--- Task item A ---
In the article on exploring nature near home, rewrite the paragraph beginning "What about organising a bug hunt" as a short bulleted list that keeps its main facts.
--- Task item B ---
Translate this sentence from the article on exploring nature near home into Spanish: "Good places to search are on flowering plants, beneath logs and stones, and amid grassland roots."

Nature nearby: 10 ways to discover and explore, within 2km of home

Set a challenge: how many insects can the kids find and identify? Photograph: FatCamera/E+/Getty
Whether you live in a flat or on a farm, there are lots of ways to explore and discover close to home, from a mini-beasts safari to brushing up your mapreading skills and stargazing 

It may seem quite an unusual sentiment in present circumstances, but we have been lucky in one respect. Had coronavirus arrived as we headed into November, we’d have had nothing to look forward to but long, dark winter nights followed by an antisocial Christmas.

Instead, it comes when spring is bursting out all around us as nature powers ahead, impervious to that which has halted human progress.

Our recreational area may now be restricted to just 2km from our home, but the reassuring fact is that nature is everywhere. We may no longer have access to high mountains, serene hillsides or isolated beaches. But this doesn’t mean we can’t get close and personal with the natural world or that all our fun has been cancelled. And one of our best friends in this regard is technology, which offers an opportunity for a deeper exploration of the landscape close by.

So, why not make the best of the present situation by reacquainting yourself and your family with nature in one of the ways listed below.

Have you discovered surprise beauty spots or secret places within 2km of your home in the past few weeks? Perhaps you’ve found a new river walk, cycling track or nature park; a sea of wild garlic, or hidden heritage spot. If so, we’d love to hear about them. Using the form below, tell us about it in 200 words or less, and include a photograph if you have one.

Try a mini-beasts safari

What about organising a bug hunt for the kids in the garden? Or if you don’t have a garden, a patio or the local park will work too. Even a virus can’t cancel spring and this is the time of year when all manner of mini-beasts are at their most active. So, set a challenge. How many insects can the kids find and identify, while not touching or otherwise disturbing the tiny creatures? Good places to search are on flowering plants, beneath logs and stones, and amid grassland roots.

Set a challenge: how many insects can the kids find and identify? Photograph: FatCamera/E+/Getty

As an exercise, give them a magnifying glass, pen and paper to note such details as colour, size and how many legs the bugs have and then send them off. Afterwards, go online with them to research the insects’ names and be amazed by how many mini-beasts are sequestered in even the smallest spaces. A useful website for doing this is insectidentification.org.

Become a star-gazer

Since the dawn of history mankind has gazed in wonderment at the night sky. Our ancestors even grouped the stars into the constellations we are familiar with today, that depict imaginary mythological figures. Technology now means we can get much closer to the heavens and understand them better.

[Stored data entries]
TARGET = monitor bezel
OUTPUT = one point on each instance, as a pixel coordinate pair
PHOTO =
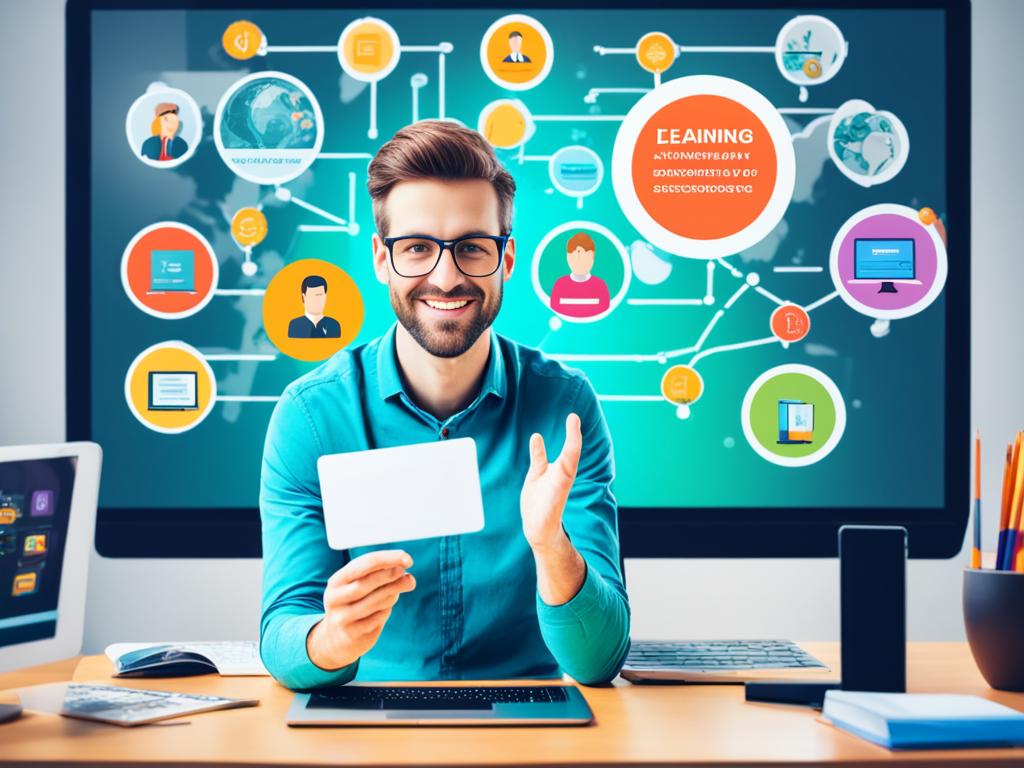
(683, 531)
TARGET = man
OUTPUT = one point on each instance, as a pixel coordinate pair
(580, 294)
(539, 591)
(515, 49)
(165, 143)
(313, 324)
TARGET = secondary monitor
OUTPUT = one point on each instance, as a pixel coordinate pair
(709, 198)
(47, 517)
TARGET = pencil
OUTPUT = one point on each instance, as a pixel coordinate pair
(1015, 509)
(976, 550)
(1008, 476)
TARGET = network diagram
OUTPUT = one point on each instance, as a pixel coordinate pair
(702, 167)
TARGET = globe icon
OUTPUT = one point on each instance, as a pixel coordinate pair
(268, 114)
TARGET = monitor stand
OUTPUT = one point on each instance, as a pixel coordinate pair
(9, 712)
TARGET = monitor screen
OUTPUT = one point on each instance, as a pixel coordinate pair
(884, 259)
(35, 503)
(695, 190)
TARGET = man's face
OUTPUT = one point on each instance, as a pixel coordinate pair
(581, 261)
(169, 123)
(445, 210)
(314, 300)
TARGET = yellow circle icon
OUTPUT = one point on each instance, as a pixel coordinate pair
(242, 40)
(311, 309)
(812, 68)
(505, 124)
(681, 385)
(170, 387)
(516, 52)
(249, 226)
(369, 49)
(655, 51)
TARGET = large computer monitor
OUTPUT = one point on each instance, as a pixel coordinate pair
(717, 162)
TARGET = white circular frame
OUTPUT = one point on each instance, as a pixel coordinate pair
(187, 348)
(622, 166)
(576, 193)
(941, 263)
(369, 77)
(156, 312)
(825, 76)
(613, 301)
(292, 173)
(545, 35)
(172, 93)
(830, 442)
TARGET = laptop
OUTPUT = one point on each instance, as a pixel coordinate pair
(365, 704)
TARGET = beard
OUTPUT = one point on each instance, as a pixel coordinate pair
(443, 338)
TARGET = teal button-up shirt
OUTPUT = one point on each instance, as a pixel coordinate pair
(475, 612)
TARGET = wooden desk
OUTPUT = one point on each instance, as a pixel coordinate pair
(650, 725)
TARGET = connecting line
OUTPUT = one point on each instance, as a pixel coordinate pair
(666, 302)
(241, 357)
(302, 49)
(806, 111)
(631, 397)
(769, 295)
(248, 397)
(571, 118)
(822, 300)
(344, 156)
(729, 347)
(593, 93)
(732, 270)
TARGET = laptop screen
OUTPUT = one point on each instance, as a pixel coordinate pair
(35, 502)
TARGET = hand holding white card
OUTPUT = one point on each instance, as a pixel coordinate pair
(400, 494)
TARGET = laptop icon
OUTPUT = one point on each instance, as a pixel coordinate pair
(172, 271)
(173, 390)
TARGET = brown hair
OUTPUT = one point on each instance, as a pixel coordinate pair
(437, 148)
(580, 240)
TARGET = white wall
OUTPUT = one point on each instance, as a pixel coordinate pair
(134, 599)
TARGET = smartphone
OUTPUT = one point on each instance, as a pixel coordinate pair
(872, 614)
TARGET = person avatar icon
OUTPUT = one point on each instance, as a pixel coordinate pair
(314, 324)
(165, 143)
(580, 294)
(515, 47)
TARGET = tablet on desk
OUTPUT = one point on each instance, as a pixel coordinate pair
(400, 494)
(361, 704)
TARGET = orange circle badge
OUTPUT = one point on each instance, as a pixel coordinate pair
(311, 309)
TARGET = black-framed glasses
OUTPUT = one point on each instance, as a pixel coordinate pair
(475, 255)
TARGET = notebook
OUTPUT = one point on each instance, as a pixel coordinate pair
(175, 659)
(902, 721)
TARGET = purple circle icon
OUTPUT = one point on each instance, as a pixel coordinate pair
(886, 263)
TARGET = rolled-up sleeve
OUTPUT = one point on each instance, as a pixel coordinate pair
(297, 560)
(589, 636)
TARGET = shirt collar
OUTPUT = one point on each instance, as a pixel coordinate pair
(389, 381)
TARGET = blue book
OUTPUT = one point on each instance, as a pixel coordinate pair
(906, 721)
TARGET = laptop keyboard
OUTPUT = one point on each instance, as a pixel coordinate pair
(719, 655)
(431, 696)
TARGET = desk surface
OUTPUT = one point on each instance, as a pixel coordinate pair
(651, 725)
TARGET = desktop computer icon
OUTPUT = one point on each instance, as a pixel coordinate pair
(796, 422)
(172, 271)
(173, 390)
(885, 261)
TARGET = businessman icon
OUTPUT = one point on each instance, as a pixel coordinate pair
(313, 324)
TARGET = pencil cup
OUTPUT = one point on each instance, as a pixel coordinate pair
(993, 616)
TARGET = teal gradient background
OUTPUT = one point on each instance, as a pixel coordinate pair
(891, 454)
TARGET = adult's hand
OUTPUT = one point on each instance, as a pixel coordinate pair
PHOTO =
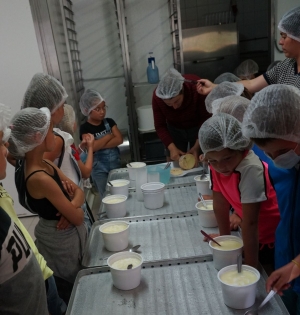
(280, 278)
(204, 86)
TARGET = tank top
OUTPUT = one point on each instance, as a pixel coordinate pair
(43, 207)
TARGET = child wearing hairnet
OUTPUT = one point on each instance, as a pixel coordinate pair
(20, 269)
(107, 137)
(284, 72)
(239, 179)
(272, 121)
(32, 136)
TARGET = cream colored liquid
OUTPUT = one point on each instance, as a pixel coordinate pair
(227, 245)
(232, 277)
(114, 228)
(119, 184)
(115, 200)
(122, 264)
(209, 207)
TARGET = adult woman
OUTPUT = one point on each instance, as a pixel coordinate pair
(178, 112)
(286, 71)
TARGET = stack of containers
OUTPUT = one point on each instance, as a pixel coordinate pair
(153, 195)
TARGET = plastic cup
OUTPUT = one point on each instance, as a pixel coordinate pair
(223, 257)
(203, 185)
(120, 187)
(132, 169)
(206, 216)
(126, 279)
(115, 210)
(115, 241)
(238, 297)
(152, 174)
(164, 174)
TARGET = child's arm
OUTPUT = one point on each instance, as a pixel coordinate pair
(41, 185)
(116, 140)
(57, 150)
(250, 233)
(100, 143)
(86, 168)
(221, 208)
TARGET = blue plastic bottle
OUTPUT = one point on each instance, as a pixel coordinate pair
(152, 70)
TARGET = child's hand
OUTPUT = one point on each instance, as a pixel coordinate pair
(235, 221)
(206, 197)
(68, 188)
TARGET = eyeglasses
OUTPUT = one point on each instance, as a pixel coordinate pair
(99, 109)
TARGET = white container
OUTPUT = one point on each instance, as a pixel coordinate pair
(127, 279)
(132, 169)
(223, 257)
(203, 185)
(115, 241)
(239, 297)
(120, 187)
(145, 118)
(154, 195)
(207, 216)
(116, 209)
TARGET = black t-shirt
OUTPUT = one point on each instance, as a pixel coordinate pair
(96, 131)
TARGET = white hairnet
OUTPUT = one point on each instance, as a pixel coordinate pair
(89, 100)
(273, 64)
(5, 113)
(227, 76)
(247, 68)
(290, 24)
(274, 112)
(222, 90)
(222, 131)
(68, 121)
(233, 105)
(29, 128)
(44, 91)
(170, 84)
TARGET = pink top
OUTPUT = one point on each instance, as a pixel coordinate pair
(250, 183)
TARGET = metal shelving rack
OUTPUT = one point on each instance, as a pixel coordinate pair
(176, 33)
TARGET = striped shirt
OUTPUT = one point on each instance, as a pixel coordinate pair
(284, 72)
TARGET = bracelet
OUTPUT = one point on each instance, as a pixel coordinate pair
(296, 263)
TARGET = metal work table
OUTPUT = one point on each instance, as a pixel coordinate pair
(178, 287)
(178, 198)
(161, 237)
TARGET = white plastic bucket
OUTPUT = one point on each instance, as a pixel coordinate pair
(223, 257)
(203, 185)
(127, 279)
(115, 210)
(120, 187)
(145, 118)
(154, 195)
(207, 217)
(133, 167)
(239, 297)
(115, 241)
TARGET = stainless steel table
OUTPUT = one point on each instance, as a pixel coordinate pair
(178, 198)
(168, 287)
(122, 173)
(161, 237)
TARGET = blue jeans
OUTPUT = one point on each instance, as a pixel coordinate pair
(291, 300)
(56, 306)
(104, 161)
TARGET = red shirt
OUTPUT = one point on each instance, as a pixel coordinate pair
(190, 114)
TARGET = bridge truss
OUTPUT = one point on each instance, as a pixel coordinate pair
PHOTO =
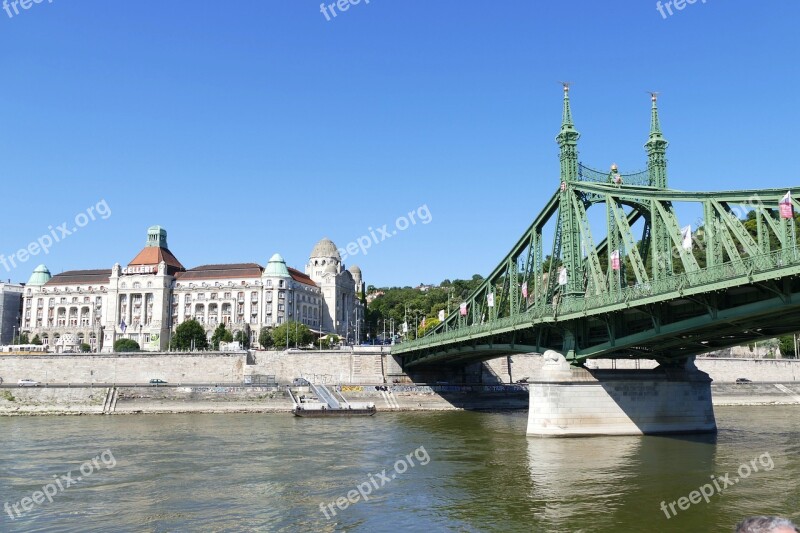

--- Final answer A ---
- Organize a bug hunt for the kids in the garden, or on a patio or in the local park if there is no garden.
- Spring is when mini-beasts are most active.
- Challenge the kids to find and identify as many insects as they can without touching or disturbing them.
- Search on flowering plants, beneath logs and stones, and among grassland roots.

--- Final answer B ---
Buenos lugares para buscar son sobre las plantas en flor, debajo de troncos y piedras, y entre las raíces de los pastizales.